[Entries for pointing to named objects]
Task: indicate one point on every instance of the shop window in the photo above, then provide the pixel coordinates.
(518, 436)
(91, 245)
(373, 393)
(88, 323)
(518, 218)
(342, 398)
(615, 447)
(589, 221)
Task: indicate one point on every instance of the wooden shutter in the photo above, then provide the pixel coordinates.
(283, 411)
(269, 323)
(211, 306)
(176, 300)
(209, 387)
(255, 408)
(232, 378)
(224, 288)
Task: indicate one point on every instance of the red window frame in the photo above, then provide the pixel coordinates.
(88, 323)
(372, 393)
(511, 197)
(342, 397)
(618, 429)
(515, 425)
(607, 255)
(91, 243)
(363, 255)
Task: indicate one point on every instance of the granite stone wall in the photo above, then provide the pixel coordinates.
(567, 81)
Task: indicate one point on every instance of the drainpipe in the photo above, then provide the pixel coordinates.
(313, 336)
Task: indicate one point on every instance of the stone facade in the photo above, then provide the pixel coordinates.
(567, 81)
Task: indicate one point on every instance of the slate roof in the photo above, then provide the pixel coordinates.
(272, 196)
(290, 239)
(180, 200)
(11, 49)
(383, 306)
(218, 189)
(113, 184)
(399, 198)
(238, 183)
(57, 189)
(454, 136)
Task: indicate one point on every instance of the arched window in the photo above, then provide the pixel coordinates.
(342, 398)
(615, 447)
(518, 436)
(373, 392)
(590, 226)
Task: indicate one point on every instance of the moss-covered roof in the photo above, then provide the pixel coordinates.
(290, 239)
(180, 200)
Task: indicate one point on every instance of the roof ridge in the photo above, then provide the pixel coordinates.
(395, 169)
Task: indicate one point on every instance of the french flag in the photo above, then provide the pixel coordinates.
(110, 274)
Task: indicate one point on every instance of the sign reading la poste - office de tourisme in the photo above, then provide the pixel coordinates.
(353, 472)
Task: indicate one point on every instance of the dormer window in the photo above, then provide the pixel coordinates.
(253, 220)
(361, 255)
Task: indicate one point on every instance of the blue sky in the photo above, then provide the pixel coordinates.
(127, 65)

Exercise aim. Could you copy every entry above, line for line, without changing a single character?

Full solution.
Task: indicate one point on every instance of the shop window in the photo above, then provide the pixel coordinates.
(518, 436)
(91, 245)
(373, 393)
(88, 323)
(518, 218)
(342, 398)
(615, 447)
(589, 221)
Task: indicate one point on every instance of the wooden shutter in the photo above, then provide the pixel coordinates.
(283, 411)
(269, 323)
(211, 306)
(176, 300)
(209, 387)
(255, 408)
(232, 378)
(224, 288)
Task: indicate one point on every instance of the red window frame in the photo above, then provide the pixel coordinates.
(88, 323)
(372, 393)
(511, 197)
(342, 397)
(618, 429)
(515, 425)
(607, 255)
(91, 243)
(363, 255)
Task: indicate one point on every instance of the granite stone wall in the photo above, then provide the pixel coordinates.
(567, 81)
Task: indicate one point on every instance of the drainpipe in the photo above, then provide the pixel coordinates.
(313, 336)
Task: indicate one point on every instance of the stone facade in the photo above, then provide the pixel coordinates.
(567, 81)
Task: indicate one point on every instance of the slate roof in the photo above, then provide the pixel coordinates.
(272, 196)
(290, 239)
(180, 200)
(11, 49)
(383, 306)
(218, 189)
(113, 184)
(399, 198)
(238, 183)
(57, 189)
(454, 136)
Task: indicate one point on every instance of the arched window in the photo above, then provide the pixel coordinates.
(342, 398)
(615, 447)
(518, 436)
(373, 392)
(590, 226)
Task: indicate one point on every instance of the moss-covered roof in the photo above, then provide the pixel coordinates.
(290, 239)
(180, 200)
Task: indicate one point on every instance of the roof ridge in the photo above, then provide the pixel coordinates.
(395, 169)
Task: indicate one point on every instance of the french flag in the photo above, then provide the pixel coordinates.
(110, 274)
Task: indicate one point on every instance of the sign reading la poste - office de tourisme in the photo above, then provide the pixel coordinates.
(353, 472)
Task: indicate one point on every instance of the dormer window in the photo above, then provide the pixel coordinates.
(253, 220)
(361, 255)
Task: indicate one point on every instance of the blue sky in the photo above, then provide the pixel coordinates.
(127, 65)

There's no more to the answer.